[Saved entries]
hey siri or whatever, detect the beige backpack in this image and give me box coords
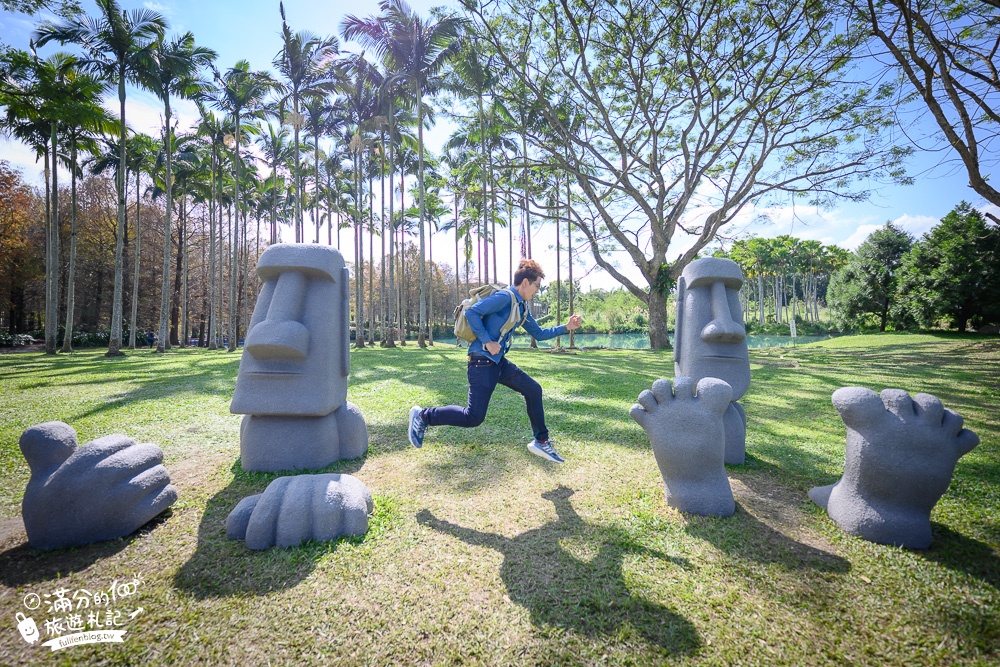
[453,284,525,343]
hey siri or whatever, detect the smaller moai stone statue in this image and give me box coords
[674,257,751,464]
[809,387,980,549]
[226,473,373,549]
[630,377,735,517]
[231,244,369,472]
[19,422,177,550]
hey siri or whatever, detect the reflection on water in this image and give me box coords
[431,333,834,350]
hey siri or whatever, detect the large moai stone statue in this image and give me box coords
[225,473,373,549]
[231,244,369,472]
[674,257,751,464]
[19,421,177,550]
[631,377,736,516]
[809,387,979,549]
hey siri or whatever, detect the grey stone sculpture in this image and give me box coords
[226,473,373,549]
[231,244,369,471]
[19,421,177,550]
[674,257,751,464]
[630,377,735,516]
[809,387,980,549]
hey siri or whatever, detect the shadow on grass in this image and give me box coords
[0,511,173,587]
[172,456,367,599]
[678,457,851,573]
[919,523,1000,591]
[418,486,701,654]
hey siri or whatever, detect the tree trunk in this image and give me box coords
[61,143,79,353]
[107,73,127,357]
[127,166,140,350]
[648,289,671,350]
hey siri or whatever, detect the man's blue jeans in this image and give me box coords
[423,355,549,442]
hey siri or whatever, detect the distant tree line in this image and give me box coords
[828,203,1000,334]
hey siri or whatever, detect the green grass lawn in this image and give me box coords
[0,333,997,666]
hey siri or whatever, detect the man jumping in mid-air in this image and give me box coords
[408,259,582,463]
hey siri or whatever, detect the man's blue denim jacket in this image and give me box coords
[466,288,567,363]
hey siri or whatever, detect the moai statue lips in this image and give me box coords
[674,257,750,400]
[231,244,351,417]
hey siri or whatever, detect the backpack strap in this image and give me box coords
[498,288,526,337]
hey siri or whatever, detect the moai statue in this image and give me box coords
[674,257,751,464]
[809,387,979,549]
[19,421,177,550]
[631,377,735,516]
[226,473,373,549]
[231,244,368,472]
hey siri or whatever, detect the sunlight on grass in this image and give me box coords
[0,335,997,666]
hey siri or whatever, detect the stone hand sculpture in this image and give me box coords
[226,473,373,549]
[674,257,751,464]
[231,244,369,471]
[809,387,979,549]
[630,377,735,517]
[19,422,177,550]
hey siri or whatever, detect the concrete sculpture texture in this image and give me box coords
[809,387,980,549]
[631,377,735,516]
[226,473,373,549]
[674,257,751,464]
[19,421,177,550]
[231,243,369,471]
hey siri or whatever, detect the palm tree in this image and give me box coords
[213,60,274,351]
[125,132,158,350]
[194,101,228,349]
[34,0,167,356]
[1,48,74,353]
[301,95,334,243]
[137,30,216,353]
[342,0,465,347]
[255,120,294,244]
[274,1,339,243]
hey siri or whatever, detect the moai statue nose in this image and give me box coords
[246,270,310,360]
[701,281,745,344]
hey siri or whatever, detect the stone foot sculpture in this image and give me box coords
[809,387,979,549]
[226,473,373,549]
[630,377,735,517]
[19,422,177,550]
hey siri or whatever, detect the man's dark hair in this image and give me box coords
[513,259,545,286]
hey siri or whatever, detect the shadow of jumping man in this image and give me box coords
[417,486,700,654]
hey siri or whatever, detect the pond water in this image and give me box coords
[428,332,834,350]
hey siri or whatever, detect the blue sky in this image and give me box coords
[2,0,997,292]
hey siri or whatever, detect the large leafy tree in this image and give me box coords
[464,0,910,349]
[828,222,913,332]
[343,0,465,347]
[896,202,1000,332]
[33,0,167,356]
[849,0,1000,220]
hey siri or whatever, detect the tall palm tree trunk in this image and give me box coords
[417,93,427,348]
[61,144,80,353]
[128,167,140,349]
[108,72,128,357]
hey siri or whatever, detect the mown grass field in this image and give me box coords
[0,333,997,666]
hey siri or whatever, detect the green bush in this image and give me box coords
[0,332,35,348]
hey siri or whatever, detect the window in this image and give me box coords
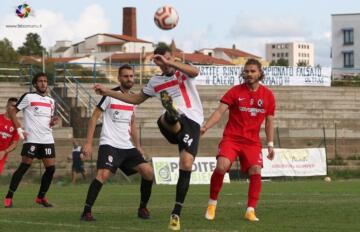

WORK ITEM :: Output every entry verbatim but skip the pictures.

RESULT ::
hey siri or whatever, detect the beige backpack in this image and give me box coords
[453,284,525,343]
hey siri or whatever, detect the smaller moai stone statue in this image and give me box coords
[674,257,751,464]
[809,387,980,549]
[226,473,373,549]
[630,377,735,517]
[231,244,369,472]
[19,422,177,550]
hey siri or whatever, detect the reflection on water in this image and give me box coords
[431,333,834,350]
hey siri or whatever, detect the large moai stone statue in this image and give me box coords
[225,473,373,549]
[231,244,369,472]
[674,257,751,464]
[19,421,177,550]
[631,377,736,516]
[809,387,979,549]
hey siri or whatever, detect the grey stone sculpture in this image and give me box coords
[226,473,373,549]
[231,244,369,471]
[19,421,177,550]
[674,257,751,464]
[630,377,735,516]
[809,387,980,549]
hey siri or whatever, detect the shadow on grass in this image and give me box coords
[0,511,173,587]
[172,456,367,599]
[678,457,851,573]
[919,523,1000,591]
[418,486,701,654]
hey siri or whatever, detect the tree trunk in this image and give me box coords
[61,143,79,353]
[107,73,127,357]
[127,166,140,350]
[648,289,671,350]
hey siri or whatever, detect the man's blue jeans in this image and give me box coords
[423,355,549,442]
hey siri or whatever, detect the distant tree line in this image and give me box coords
[828,203,1000,334]
hey siri or whatever, detect the green grass lawn in this image and give me box coords
[0,333,997,666]
hey siri or whatever, detect the man jumping in mid-air in this image and give me box coords
[408,259,582,463]
hey siri or whatever, detect the man's blue denim jacket in this image and give me box coords
[466,288,567,363]
hey siri or whatever, detect the moai statue lips in this image and give me box coords
[674,257,750,400]
[231,244,351,417]
hey siri or whatever, detect the backpack strap in this image and give me box coords
[498,288,526,337]
hey siri or whatever, detect the moai statue in this image and give me box coords
[674,257,751,464]
[809,387,979,549]
[19,421,177,550]
[631,377,735,516]
[226,473,373,549]
[231,244,368,472]
hey siri or whatever, detect the sunlight on grass in this image and give me box coords
[0,335,997,666]
hey siri or whatever, detect the stone hand sculpture in this image and give me box coords
[226,473,373,549]
[674,257,751,464]
[231,244,369,471]
[809,387,979,549]
[630,377,735,517]
[19,422,177,550]
hey siri or whatever, detect the concrete sculpture texture in this image and give me box coords
[809,387,980,549]
[631,377,735,516]
[226,473,373,549]
[674,257,751,464]
[19,421,177,550]
[231,243,369,471]
hey siri or whatever, detect the palm tree in this image and give me box coords
[213,60,274,351]
[125,132,158,350]
[194,101,228,349]
[34,0,167,356]
[1,48,74,353]
[301,95,334,243]
[137,30,216,353]
[342,0,465,347]
[255,120,294,244]
[274,1,339,243]
hey siri or whatever, detect the moai statue nose in this image and give me box coords
[246,270,310,360]
[701,281,745,344]
hey siri or whatever, detect the stone foot sculpture in this image and give me box coords
[809,387,979,549]
[226,473,373,549]
[630,377,735,517]
[19,422,177,550]
hey siri or whatever, detect the man's dark hair in this image and give me box coords
[513,259,545,286]
hey siri or whatever, detect the shadow of jumping man in this image and give me box coords
[417,486,700,654]
hey siri or whatever, detect the pond water in this image and give me box coords
[428,332,834,350]
hey siri or whatever, detect the blue sky in this image and give me box coords
[2,0,997,292]
hey siri or whatever, detect the large leafy tree in this image and give me box coords
[464,0,910,349]
[828,222,913,332]
[343,0,465,347]
[896,202,1000,332]
[33,0,167,356]
[849,0,1000,220]
hey siri or whatever, detect the tall palm tree trunk in this image and give me box coords
[417,93,427,348]
[61,144,80,353]
[128,167,140,349]
[108,72,128,357]
hey siri or whatever, detect the mown grass field in this image and give me box coords
[0,333,997,666]
hey siri or whatever, detect the green bush in this image and give me box coords
[0,332,35,348]
hey siri or whatever, detect the window in this image and give me box coords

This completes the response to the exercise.